### 課題一覧:
1. ファクトリエに関する対談から、「ええ。それが従来のマーケット」から「ファクトリエ(ライフスタイルアクセント株式会社)」までの箇所を一字一句違えずに出力してください。
2. ファクトリエに関する対談を、最後に示された文の後から続けて書き進めてください。

═════ 読解用本文

国内のすべての工場が、「メイドインジャパン」にふさわしい高い技術を持っているわけではありません。私はこれまで全国500以上の工場に直接訪問し、世界で戦える技術や誇りを持っていると判断した、まさに一流の工場だけと提携しています。この「Factelier(ファクトリエ)」を世界が認める本物のブランドにするために、我々は100年先を見据えています。ですから、これから100年間、一緒に成長していけるパートナー、その心意気を持ったパートナーの方々とおつきあいしたい。我々は当面の目標として、2020年までにいくら(※売上非公開)という数字を掲げていますが、これはいま取引している工場が無理して赤字になるような条件のOEMを受けなくても自立できるためには、この売り上げ規模が必要だということ。「メイドインジャパン」を存続させていくために、最低限、我々が提携した工場は絶対に守り抜きたいと思っています。

工藤

「作り手」と「使い手」をダイレクトにつないでいることが、御社が展開する「Factelier(ファクトリエ)」のオリジナリティであり大きな優位性なのですね。

山田

ええ。それが従来のマーケットイン型のブランドや、マーケットプレイス型のアパレルサイトとは異なる点であり、我々の大きな強みです。我々のビジネスモデルでは、無理をして生産性を上げることが「正」ではありません。むしろ、ファストファッション全盛のいま、グローバルで極度に生産量やコスト削減を追求することが、大量廃棄や環境汚染の問題を引き起こしているという現実もある。我々の取り組みは社会にとっても非常に意義のあることだと思っていますし、今後はICT、IoTなども活用して「作る人」と「買う人」を完璧に繋いでいきたい。それは国内の大手SPAでもまだ実現できていないことですし、我々はいま世界に誇れるブランドづくりを通して、新しい流通の形を創ることにも挑んでいるのです。

ファクトリエ(ライフスタイルアクセント株式会社)

今後の展開・求める人材

この「Factelier」という仕組みを水平展開し、「ものづくり」を支えていく。

工藤

山田さんはこの「Factelier(ファクトリエ)」を通して、従来の流通のあり方そのものを革新されようとしているのですね。

山田

我々が目指していることを実現するためには、製販一貫であることが重要であり、「ものづくり」の工場を支援していきたいと考えています。ヨーロッパの一流ブランド、たとえばGUCCIにせよHERMESにせよLouis Vuittonにせよ、いずれも小さな工房から始まったブランドです。そして、いまでも立派な工房を構えており、どこもお洒落で、多くの若者たちがモチベーション高く働いています。日本でも、若い人たちが明るく誇りを持って「ものづくり」に携わっていけるような、そんな理想のモデル工場と、現在の提携工場による良質なネットワークを築きたいと考えています。今後の日本の工場の理想のモデルを示すことができれば、それがすなわち「メイドインジャパン」を守ることにもつながっていくと思っています。

工藤

将来的には、どのようなビジョンを描いていらっしゃいますか。

══════════
═════ データセット

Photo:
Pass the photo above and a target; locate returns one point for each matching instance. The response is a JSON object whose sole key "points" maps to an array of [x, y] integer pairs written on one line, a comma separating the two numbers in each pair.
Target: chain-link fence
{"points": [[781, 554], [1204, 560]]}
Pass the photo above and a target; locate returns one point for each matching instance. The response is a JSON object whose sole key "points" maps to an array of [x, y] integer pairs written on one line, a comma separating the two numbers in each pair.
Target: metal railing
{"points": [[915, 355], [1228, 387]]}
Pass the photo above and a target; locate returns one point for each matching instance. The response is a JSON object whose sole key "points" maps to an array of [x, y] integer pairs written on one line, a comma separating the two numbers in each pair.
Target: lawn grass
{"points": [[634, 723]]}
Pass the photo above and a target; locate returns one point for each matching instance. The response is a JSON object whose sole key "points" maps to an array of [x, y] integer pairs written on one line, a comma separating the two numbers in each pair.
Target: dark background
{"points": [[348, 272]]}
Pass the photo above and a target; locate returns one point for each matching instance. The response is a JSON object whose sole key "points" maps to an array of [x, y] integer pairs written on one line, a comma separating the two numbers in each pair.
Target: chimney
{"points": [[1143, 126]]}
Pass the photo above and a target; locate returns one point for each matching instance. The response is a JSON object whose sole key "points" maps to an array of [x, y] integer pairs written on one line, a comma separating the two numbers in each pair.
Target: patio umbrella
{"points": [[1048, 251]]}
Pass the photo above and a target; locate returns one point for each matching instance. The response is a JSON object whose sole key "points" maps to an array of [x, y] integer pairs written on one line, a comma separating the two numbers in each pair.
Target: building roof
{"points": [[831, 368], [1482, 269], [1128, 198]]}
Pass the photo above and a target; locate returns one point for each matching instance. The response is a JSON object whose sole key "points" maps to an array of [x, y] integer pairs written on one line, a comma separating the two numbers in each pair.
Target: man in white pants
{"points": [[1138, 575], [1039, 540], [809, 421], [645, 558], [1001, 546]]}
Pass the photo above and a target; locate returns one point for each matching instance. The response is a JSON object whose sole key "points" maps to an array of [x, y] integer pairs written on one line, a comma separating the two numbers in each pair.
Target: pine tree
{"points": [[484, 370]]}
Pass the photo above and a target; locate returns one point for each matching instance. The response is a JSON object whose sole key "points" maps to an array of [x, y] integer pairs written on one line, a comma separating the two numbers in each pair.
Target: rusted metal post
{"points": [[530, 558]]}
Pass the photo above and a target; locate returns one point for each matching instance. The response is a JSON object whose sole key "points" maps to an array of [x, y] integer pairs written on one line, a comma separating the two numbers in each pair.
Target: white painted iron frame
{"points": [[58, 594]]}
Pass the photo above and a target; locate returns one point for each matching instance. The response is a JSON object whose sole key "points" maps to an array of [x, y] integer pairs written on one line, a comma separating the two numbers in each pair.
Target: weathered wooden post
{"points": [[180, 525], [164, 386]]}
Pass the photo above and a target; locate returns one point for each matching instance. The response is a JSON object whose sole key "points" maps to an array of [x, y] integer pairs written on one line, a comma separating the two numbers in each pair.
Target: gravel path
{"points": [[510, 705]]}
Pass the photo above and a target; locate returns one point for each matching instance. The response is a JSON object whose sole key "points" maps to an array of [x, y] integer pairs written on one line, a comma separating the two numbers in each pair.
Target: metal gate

══════════

### 課題別回答:
1.
ええ。それが従来のマーケットイン型のブランドや、マーケットプレイス型のアパレルサイトとは異なる点であり、我々の大きな強みです。我々のビジネスモデルでは、無理をして生産性を上げることが「正」ではありません。むしろ、ファストファッション全盛のいま、グローバルで極度に生産量やコスト削減を追求することが、大量廃棄や環境汚染の問題を引き起こしているという現実もある。我々の取り組みは社会にとっても非常に意義のあることだと思っていますし、今後はICT、IoTなども活用して「作る人」と「買う人」を完璧に繋いでいきたい。それは国内の大手SPAでもまだ実現できていないことですし、我々はいま世界に誇れるブランドづくりを通して、新しい流通の形を創ることにも挑んでいるのです。

ファクトリエ(ライフスタイルアクセント株式会社)

2.
山田

「作り手」と「使い手」を直接繋ぐという「Factelier(ファクトリエ)」のビジネスモデルは、アパレルに限らず、たとえば家具であったり、食品であったり、さまざまな分野で日本の「ものづくり」を応援するインフラとして機能します。ですから将来的には、この「Factelier(ファクトリエ)」を他業界にも横展開し、「メイドインジャパン」のブランドづくりをいっそう強化できるのではないかと考えています。さらに、海外へのファクトリエモデルの伝播も考えられると思っています。。実はアメリカやフランスなどでも自国製品の割合は急激に下がっており、果たして先進国において「ものづくり」は必要なのかという根源的な問題に直面しています。我々がこのビジネスモデルで成功を収めることができれば、先進国における「ものづくり」のあり方を示すことができ、それは世界にとって非常に価値のあることだと思っています。やはり、本当に人々の暮らしを豊かにするブランドはものづくりからしか生まれないという信念がありますので、我々の取り組みで世界が「ものづくり」の大切さをあらためて意識してもらえるようになれば、こんなに嬉しいことはありません。

工藤

御社はまだスタートアップの段階にありますが、いまどのような人材を求めていらっしゃるのでしょうか。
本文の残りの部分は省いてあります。